Identify the line that contains "Mark the butterfly" in the material. Output it and every line after it, unchanged, through the end.
-=-=-=-=-
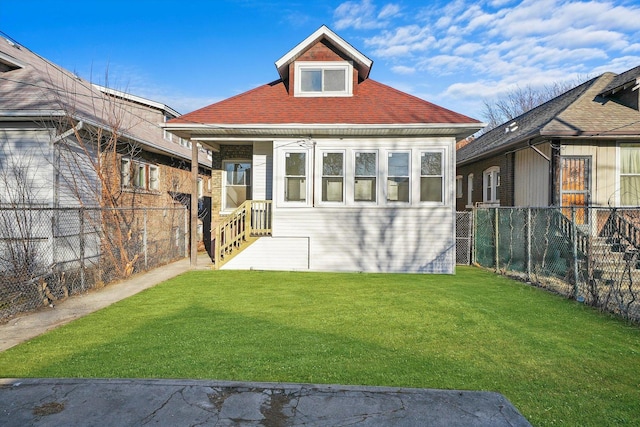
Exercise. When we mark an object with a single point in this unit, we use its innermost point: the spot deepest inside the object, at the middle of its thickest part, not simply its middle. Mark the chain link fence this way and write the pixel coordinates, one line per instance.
(589, 254)
(464, 234)
(48, 254)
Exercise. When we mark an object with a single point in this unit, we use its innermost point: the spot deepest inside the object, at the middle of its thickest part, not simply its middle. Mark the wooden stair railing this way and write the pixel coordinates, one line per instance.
(239, 229)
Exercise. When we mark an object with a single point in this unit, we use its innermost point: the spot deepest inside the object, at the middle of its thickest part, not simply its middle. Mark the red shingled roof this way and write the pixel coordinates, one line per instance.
(372, 103)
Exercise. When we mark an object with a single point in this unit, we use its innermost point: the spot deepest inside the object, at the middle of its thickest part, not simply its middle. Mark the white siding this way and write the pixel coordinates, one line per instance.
(531, 181)
(374, 240)
(26, 169)
(415, 237)
(272, 253)
(78, 182)
(262, 170)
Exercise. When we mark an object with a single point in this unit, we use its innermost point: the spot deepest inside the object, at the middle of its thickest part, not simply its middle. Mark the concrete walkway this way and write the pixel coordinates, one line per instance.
(27, 326)
(137, 402)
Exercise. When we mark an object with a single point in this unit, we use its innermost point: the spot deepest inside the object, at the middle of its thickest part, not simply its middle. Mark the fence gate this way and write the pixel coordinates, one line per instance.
(464, 234)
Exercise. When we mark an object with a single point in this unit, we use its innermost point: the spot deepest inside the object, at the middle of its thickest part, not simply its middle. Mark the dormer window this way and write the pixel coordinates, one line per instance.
(323, 79)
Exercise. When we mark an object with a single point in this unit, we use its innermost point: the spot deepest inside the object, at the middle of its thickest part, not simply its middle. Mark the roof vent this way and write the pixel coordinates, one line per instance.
(512, 127)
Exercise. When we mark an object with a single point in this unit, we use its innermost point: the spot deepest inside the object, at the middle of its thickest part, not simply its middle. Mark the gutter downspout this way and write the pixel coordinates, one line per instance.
(194, 205)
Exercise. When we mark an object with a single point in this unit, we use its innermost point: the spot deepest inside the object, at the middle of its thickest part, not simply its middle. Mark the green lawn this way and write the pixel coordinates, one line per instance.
(558, 362)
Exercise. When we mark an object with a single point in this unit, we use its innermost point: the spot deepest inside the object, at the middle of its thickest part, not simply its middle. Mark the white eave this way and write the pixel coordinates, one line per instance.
(364, 63)
(138, 99)
(225, 132)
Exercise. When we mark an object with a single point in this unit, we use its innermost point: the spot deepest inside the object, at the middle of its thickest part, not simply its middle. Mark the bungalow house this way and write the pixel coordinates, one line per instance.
(66, 143)
(327, 169)
(579, 149)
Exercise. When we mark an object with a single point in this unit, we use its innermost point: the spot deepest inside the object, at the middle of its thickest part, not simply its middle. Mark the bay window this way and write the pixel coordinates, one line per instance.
(332, 177)
(398, 173)
(365, 174)
(431, 178)
(295, 187)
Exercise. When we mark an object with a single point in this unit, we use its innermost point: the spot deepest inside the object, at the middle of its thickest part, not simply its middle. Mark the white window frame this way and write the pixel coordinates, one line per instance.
(140, 176)
(125, 173)
(388, 176)
(441, 176)
(321, 176)
(154, 178)
(491, 181)
(301, 66)
(307, 176)
(375, 176)
(620, 175)
(470, 191)
(225, 183)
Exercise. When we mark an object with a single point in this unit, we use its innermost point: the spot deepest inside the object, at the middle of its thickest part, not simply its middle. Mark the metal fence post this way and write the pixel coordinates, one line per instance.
(528, 237)
(574, 247)
(470, 219)
(497, 239)
(144, 240)
(186, 234)
(82, 248)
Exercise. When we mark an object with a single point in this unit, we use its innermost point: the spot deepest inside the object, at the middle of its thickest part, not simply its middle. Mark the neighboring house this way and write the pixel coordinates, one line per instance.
(359, 176)
(581, 148)
(67, 143)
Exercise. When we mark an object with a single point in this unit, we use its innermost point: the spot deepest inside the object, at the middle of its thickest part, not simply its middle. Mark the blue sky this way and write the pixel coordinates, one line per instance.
(456, 54)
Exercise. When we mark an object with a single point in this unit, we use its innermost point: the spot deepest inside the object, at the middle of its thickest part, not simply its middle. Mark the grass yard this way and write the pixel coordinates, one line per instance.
(558, 362)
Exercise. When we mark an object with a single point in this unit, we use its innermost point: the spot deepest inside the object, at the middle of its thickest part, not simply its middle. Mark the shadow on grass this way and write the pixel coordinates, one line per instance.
(207, 344)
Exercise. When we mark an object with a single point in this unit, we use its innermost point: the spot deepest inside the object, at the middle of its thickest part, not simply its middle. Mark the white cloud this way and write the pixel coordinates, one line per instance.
(362, 15)
(401, 69)
(484, 48)
(389, 11)
(402, 41)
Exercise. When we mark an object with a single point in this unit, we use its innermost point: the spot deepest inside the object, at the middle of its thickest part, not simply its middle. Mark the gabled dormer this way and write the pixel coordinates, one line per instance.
(323, 65)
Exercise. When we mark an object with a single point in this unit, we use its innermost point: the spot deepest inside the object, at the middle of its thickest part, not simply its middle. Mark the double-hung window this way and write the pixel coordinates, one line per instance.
(125, 172)
(398, 176)
(295, 185)
(138, 175)
(237, 183)
(323, 79)
(366, 171)
(332, 177)
(630, 174)
(154, 178)
(491, 185)
(431, 176)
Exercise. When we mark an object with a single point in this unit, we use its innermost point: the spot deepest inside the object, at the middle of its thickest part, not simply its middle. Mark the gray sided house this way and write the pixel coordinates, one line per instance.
(579, 149)
(327, 169)
(68, 144)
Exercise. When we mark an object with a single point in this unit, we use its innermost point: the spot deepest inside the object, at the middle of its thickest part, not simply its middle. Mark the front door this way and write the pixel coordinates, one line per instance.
(575, 190)
(237, 183)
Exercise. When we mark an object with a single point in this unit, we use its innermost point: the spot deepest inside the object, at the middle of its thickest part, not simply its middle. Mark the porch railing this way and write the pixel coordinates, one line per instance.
(249, 221)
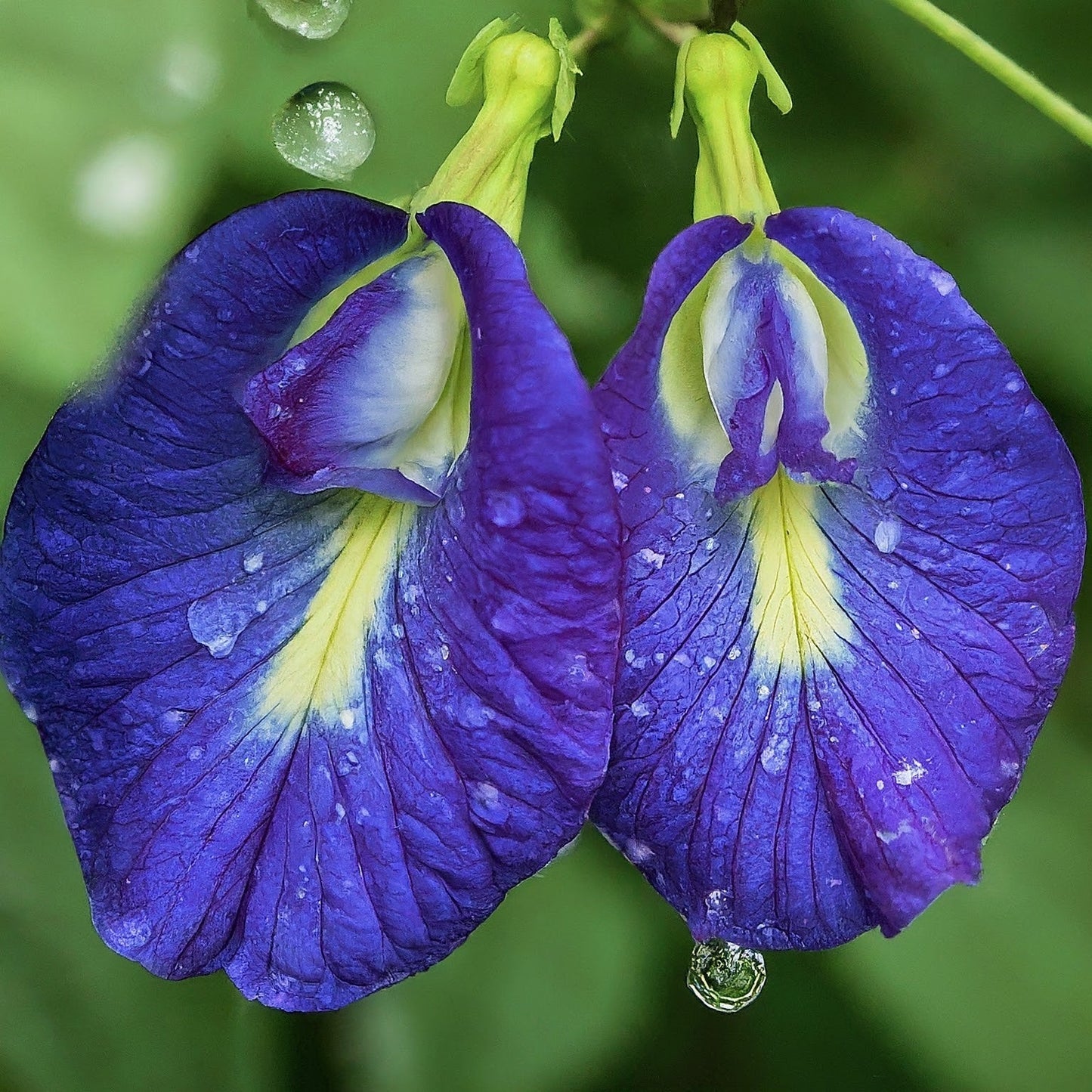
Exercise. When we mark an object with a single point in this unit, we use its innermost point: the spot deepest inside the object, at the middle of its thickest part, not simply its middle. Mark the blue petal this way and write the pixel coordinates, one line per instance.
(312, 739)
(828, 691)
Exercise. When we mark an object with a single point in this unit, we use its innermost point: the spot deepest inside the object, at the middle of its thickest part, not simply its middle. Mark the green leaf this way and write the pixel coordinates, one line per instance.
(775, 88)
(679, 104)
(566, 81)
(106, 159)
(547, 991)
(466, 84)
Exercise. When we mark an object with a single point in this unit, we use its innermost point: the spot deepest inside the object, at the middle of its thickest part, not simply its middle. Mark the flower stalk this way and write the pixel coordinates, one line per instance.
(1003, 68)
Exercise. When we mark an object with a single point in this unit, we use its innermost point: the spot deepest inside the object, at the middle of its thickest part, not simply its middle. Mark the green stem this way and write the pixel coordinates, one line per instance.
(998, 64)
(676, 33)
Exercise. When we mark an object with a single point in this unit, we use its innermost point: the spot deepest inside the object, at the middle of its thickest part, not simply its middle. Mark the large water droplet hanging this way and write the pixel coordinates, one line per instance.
(312, 19)
(326, 130)
(725, 976)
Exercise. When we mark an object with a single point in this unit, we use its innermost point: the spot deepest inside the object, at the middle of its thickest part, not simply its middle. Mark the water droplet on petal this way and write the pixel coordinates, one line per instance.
(725, 976)
(888, 535)
(326, 130)
(311, 19)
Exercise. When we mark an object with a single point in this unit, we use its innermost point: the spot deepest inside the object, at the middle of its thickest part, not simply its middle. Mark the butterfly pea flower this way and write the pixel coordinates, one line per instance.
(853, 540)
(317, 613)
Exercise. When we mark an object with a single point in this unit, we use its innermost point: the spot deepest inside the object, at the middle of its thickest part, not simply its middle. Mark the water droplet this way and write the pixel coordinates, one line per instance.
(311, 19)
(326, 130)
(725, 976)
(651, 558)
(887, 535)
(505, 509)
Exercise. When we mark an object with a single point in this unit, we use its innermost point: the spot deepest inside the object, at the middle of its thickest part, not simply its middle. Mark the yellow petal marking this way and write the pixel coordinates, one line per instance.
(795, 610)
(321, 669)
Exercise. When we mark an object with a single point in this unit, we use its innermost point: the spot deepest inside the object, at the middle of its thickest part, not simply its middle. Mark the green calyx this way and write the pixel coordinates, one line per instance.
(716, 80)
(527, 86)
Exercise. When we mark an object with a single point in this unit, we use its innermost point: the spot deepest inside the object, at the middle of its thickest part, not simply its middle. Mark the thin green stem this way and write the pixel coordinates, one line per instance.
(676, 33)
(998, 64)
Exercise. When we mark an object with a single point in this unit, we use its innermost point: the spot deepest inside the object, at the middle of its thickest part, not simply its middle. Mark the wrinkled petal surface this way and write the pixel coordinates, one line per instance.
-=-=-=-=-
The completed task
Exercise. When we mark an object with a single point in this unit, we use its innermost point: the spot deepest inside the object, at the middle of its thickest part, not simply its middle. Mark the butterfly pea flower this way and write the pixel coordinates, one line per instance.
(853, 540)
(317, 613)
Exercise. When we mark an object with a single point in this unit, we use its innermost point: the spot deepest inside the object, at the middle of its thickest part, not simply its middle. Mark the water droplet this way and write the pixel coordinates, one line per instance.
(311, 19)
(326, 130)
(725, 976)
(651, 558)
(887, 535)
(505, 509)
Exercise. When we mark an object with a single point in this unit, we use its innermost point: the spot deepest inside the object, at the middle of its thickest part, not simply its middle. Mark the yellow petal marking this way and write the pixel coordinates, one line per instance.
(795, 610)
(321, 669)
Exercise. When we mark an object with a single point in this unit, we use its innermost point: the spot deepest inside the object, at the middle of its thickest part, not simply its middle. Mark the green calyx this way and write the pixel coordinates, one line per instance.
(716, 80)
(527, 86)
Exercise. When we mark an object with a single point in this unit, we use its innermost point: the spot deepest inside the object, at the middle of its thickest part, not simply its middle. Mark the thin green stem this way and write the pixel coordinates, one line per instance.
(676, 33)
(998, 64)
Exercise. When we mark an object with a single point in this unit, we use its innermost point: the spot deepest inside the object, at the middle of its thickest part, not simply its middle. Mark the wrinkled petal surface this way and write the pixel coordinates, one line per instance.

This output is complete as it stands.